(Point annotation records)
begin

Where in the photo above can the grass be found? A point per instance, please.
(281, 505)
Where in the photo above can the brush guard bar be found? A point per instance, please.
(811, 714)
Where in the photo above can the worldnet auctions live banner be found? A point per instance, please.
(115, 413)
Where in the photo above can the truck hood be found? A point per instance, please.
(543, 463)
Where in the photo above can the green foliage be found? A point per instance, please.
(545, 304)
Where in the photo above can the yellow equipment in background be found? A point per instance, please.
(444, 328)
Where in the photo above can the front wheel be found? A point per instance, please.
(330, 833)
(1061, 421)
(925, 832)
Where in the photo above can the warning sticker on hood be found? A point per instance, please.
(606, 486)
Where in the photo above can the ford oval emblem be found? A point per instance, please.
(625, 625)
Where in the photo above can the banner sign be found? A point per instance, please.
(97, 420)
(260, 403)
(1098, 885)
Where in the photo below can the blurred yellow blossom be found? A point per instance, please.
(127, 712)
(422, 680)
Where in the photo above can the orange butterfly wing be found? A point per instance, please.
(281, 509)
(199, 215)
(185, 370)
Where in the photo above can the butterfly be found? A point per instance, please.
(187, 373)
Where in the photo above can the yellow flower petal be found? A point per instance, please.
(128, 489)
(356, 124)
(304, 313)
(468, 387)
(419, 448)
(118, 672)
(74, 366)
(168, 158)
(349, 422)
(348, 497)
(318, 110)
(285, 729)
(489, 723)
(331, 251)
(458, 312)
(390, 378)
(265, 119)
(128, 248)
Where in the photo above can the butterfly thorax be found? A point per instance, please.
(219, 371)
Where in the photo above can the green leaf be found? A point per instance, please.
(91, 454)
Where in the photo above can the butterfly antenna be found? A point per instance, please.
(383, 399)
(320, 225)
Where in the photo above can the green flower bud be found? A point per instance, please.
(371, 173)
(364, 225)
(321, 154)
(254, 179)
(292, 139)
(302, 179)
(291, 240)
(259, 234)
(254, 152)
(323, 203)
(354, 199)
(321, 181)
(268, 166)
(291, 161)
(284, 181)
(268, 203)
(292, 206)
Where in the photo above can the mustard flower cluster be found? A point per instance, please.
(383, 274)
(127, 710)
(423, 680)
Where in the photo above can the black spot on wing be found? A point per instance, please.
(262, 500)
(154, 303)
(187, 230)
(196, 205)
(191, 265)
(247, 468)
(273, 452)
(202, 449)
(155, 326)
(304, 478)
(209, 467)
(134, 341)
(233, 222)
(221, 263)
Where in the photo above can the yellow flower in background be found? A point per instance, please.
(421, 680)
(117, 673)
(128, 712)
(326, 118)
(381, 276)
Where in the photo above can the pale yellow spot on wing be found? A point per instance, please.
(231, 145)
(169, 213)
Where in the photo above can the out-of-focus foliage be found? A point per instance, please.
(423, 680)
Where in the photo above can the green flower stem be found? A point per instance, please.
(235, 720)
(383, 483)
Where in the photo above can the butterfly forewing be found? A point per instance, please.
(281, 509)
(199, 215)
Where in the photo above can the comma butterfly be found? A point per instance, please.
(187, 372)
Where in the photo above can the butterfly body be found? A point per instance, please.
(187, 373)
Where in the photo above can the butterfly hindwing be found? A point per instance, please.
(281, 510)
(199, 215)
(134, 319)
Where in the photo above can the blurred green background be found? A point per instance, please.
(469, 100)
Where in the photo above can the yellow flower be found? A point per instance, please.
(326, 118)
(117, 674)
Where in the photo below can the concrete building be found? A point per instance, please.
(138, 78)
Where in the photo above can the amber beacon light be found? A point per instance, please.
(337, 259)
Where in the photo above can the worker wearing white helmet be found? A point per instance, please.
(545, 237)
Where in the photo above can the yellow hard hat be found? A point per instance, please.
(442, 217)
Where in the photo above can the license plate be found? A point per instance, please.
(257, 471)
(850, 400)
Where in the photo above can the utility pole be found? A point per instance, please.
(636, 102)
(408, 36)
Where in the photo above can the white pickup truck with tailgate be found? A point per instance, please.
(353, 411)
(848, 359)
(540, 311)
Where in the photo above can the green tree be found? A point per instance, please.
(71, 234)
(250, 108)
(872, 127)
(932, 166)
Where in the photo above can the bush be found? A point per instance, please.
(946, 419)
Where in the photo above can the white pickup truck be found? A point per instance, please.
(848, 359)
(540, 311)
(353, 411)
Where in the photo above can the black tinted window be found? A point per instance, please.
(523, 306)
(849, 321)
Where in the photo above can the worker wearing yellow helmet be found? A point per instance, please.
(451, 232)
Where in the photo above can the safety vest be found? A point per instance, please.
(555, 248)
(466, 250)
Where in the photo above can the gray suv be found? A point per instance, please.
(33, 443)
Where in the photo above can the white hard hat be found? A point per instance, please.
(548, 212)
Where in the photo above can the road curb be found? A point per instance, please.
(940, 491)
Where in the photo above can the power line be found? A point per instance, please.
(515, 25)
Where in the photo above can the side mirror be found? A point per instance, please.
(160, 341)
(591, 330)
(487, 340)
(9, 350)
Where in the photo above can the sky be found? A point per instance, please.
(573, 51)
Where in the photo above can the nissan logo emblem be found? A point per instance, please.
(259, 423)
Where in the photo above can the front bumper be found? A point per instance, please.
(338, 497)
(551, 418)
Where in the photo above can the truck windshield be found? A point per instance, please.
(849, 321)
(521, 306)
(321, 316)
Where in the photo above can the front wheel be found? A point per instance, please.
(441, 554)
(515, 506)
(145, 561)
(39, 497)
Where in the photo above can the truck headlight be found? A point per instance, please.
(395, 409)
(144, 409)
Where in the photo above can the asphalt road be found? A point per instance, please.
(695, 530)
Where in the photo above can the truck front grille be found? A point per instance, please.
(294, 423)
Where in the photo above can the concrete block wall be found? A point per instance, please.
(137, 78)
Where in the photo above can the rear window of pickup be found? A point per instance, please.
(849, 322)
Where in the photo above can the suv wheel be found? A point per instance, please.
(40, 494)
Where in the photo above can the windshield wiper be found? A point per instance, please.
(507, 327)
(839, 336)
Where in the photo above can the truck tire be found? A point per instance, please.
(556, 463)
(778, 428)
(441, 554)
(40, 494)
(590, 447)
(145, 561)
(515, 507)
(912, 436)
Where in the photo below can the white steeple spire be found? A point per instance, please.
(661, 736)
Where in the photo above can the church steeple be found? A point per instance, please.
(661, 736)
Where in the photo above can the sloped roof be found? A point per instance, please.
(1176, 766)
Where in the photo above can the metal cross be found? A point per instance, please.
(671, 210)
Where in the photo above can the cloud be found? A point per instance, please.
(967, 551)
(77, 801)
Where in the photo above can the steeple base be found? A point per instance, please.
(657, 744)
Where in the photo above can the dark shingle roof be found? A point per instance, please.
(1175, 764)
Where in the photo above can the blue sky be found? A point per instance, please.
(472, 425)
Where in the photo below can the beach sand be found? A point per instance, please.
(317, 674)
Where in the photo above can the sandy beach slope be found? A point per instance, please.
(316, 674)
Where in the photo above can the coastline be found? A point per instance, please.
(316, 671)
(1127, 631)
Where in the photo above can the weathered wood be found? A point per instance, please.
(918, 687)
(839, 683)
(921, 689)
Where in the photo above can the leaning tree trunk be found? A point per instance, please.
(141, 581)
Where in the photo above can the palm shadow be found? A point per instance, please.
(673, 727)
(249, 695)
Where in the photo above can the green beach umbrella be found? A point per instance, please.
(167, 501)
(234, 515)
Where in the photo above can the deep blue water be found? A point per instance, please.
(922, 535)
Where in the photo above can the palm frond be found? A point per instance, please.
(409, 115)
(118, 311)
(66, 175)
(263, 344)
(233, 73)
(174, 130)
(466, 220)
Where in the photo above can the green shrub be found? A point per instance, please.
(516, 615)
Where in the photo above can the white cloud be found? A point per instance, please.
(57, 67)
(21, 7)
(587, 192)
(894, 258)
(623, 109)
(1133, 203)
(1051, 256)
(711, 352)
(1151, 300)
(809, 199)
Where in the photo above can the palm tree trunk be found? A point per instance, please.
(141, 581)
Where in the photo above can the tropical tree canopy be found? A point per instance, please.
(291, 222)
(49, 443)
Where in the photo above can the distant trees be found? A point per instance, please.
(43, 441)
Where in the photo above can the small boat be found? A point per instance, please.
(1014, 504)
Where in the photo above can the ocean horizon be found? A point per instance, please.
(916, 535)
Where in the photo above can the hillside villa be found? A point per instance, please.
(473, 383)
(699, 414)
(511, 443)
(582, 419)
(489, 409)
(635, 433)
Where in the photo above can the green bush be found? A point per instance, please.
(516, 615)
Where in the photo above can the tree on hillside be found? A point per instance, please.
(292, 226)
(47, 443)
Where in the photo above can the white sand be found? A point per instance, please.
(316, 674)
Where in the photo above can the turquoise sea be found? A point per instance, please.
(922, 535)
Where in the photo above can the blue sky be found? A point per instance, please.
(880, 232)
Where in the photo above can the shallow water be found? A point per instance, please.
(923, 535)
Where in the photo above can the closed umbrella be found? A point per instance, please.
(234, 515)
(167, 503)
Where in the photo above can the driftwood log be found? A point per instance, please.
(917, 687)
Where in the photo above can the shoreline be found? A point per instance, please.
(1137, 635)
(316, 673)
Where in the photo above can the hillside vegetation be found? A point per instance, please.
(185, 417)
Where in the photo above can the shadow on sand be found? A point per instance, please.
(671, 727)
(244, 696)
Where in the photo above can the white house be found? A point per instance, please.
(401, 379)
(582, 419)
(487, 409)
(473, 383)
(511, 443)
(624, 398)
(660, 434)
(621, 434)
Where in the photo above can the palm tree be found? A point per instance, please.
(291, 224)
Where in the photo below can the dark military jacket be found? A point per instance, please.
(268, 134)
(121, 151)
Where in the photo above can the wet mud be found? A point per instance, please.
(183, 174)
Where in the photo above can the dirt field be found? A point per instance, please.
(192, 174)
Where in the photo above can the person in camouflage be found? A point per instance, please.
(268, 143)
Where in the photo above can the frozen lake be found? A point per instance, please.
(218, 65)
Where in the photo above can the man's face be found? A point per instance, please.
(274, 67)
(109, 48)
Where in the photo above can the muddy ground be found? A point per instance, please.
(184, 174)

end

Find the line containing "Where in the photo above can the white house" in the material above. Print it and every line after it through the end, exactly and only those.

* **Task answer**:
Where in the photo above can the white house be found? A point per instance, please.
(401, 379)
(582, 419)
(487, 409)
(473, 383)
(511, 443)
(624, 398)
(660, 434)
(621, 434)
Where in the photo above can the palm tree be found? A point per instance, please.
(291, 224)
Where in the photo below can the dark military jacket be found? A point per instance, please.
(268, 134)
(121, 151)
Where in the photo above can the wet mud be found? A point per instance, please.
(183, 174)
Where in the photo above can the dirt field be found? A point per instance, please.
(192, 174)
Where in the photo above can the person in camouflage be found? A point per instance, please.
(268, 143)
Where in the photo above can the frozen lake be found? A point per instance, please.
(218, 65)
Where in the photo above can the man's face be found? A point per instance, please.
(274, 67)
(109, 48)
Where in the photo above can the muddy ground be found? A point per instance, please.
(184, 174)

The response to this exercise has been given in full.